Directions: Copy out every one of the lines below with no changes.

Location identification items:
"""

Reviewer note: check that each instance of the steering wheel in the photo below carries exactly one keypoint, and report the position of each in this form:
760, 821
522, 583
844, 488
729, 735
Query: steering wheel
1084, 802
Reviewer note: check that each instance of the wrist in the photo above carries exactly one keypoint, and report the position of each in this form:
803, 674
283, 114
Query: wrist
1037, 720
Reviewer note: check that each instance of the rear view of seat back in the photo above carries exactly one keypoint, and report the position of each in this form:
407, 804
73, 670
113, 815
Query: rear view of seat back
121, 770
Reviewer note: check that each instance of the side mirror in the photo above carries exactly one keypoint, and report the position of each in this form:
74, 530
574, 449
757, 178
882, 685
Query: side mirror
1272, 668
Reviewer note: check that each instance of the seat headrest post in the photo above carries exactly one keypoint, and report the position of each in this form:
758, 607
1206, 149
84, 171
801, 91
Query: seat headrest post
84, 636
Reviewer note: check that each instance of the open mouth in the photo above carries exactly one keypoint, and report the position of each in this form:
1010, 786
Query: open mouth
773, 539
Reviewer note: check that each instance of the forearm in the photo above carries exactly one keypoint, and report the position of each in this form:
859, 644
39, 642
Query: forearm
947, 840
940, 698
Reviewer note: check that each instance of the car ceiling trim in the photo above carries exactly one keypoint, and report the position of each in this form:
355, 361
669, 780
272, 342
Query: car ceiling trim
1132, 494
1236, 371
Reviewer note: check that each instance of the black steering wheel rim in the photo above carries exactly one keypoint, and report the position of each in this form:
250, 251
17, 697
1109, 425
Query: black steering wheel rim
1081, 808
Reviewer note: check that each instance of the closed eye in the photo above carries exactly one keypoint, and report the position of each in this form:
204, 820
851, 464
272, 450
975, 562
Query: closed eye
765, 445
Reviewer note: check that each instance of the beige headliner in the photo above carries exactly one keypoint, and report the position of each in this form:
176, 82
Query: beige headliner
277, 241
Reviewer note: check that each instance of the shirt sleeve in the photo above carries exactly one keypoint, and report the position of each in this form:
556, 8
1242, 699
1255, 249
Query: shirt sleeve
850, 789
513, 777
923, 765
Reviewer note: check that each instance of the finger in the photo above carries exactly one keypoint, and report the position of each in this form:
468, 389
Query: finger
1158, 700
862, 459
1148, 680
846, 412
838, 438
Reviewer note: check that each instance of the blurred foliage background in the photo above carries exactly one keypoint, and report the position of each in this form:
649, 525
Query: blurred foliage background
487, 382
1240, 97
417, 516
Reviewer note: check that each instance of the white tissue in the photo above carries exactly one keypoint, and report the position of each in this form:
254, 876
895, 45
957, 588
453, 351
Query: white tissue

"""

Answer in full:
Reviewer note: check that each instance of the steering wheel in the photo below carries exactly one keypoint, and report the position of each in this form:
760, 821
522, 583
844, 488
729, 735
Query: steering wheel
1084, 802
Reviewer note: check that each instance of the wrist in the photo above carries exactly one keypoint, and report the position of each in this form:
803, 674
283, 114
Query: wrist
1037, 720
Reviewer note: check that each instance of the rear view of seat back in the photo above carries exactly one keypoint, and report the position of each in this form:
407, 804
73, 670
113, 815
Query: rear view of seat back
121, 770
Reviewer note: check that each instance of the side mirror in the photo above carries exactly one keypoint, and report the position of each in this form:
74, 530
574, 449
757, 178
882, 685
Query: side mirror
1272, 668
Reviewer note: check that each instance of the seat headrest post in the photo above carries exactly one keypoint, and report the position of each in this form:
758, 607
1206, 149
84, 171
801, 91
Query: seat headrest post
84, 636
Reviewer note: check that each instance of the open mouth in the photo above carries exactly one keypoint, and report the position of each in this form:
1010, 786
Query: open mouth
773, 539
Reviewer note: check that each instance of the forearm in the photo above carries exactly one keypoint, and report the position of each in this form:
859, 644
39, 642
Query: forearm
947, 840
940, 698
Reviewer note: check that each instance of the car ceiling trim in the photo above carries exactly one keypoint, and report the position of each in this form:
355, 361
669, 780
272, 342
Query: car ceiling trim
1132, 494
1236, 371
Reviewer note: check that each instance of the black steering wheel rim in the photo above carries exactly one keypoint, and report the position of each in this form:
250, 251
17, 697
1109, 425
Query: black steering wheel rim
1081, 808
Reviewer note: check that each instance of the closed eye in the photo above carries exactly one keypoint, and report the position of each in this form:
204, 820
851, 464
272, 450
975, 562
Query: closed eye
765, 445
Reviewer note: check that each instance of the beige headliner in the photo above carries exactly one keypoint, and report the position of each in this form:
176, 82
Query: beige headliner
277, 241
Reviewer note: check that each instance of the shirt sleeve in the photo above carries exactly one keypoint, and report the position of each in this form:
556, 8
1242, 699
1255, 249
Query: shirt sleeve
850, 789
513, 777
923, 765
Reviewer note: check that each instance of the finger in the photo above carries exactly one keypoint, and report the position of each in this form:
468, 389
Query: finger
1158, 700
862, 459
1148, 680
846, 412
838, 438
Reviewer note: check that each instance of the blurred foliage background in the photo above carries exactly one keypoint, and report the position of each in this form:
649, 525
Query: blurred foliage background
487, 382
1240, 97
417, 516
Reviewer note: check that each instance of the white tissue in the photo above carries exactly one keypoint, and report the position of each in this form:
254, 876
895, 45
957, 588
453, 351
Query: white tissue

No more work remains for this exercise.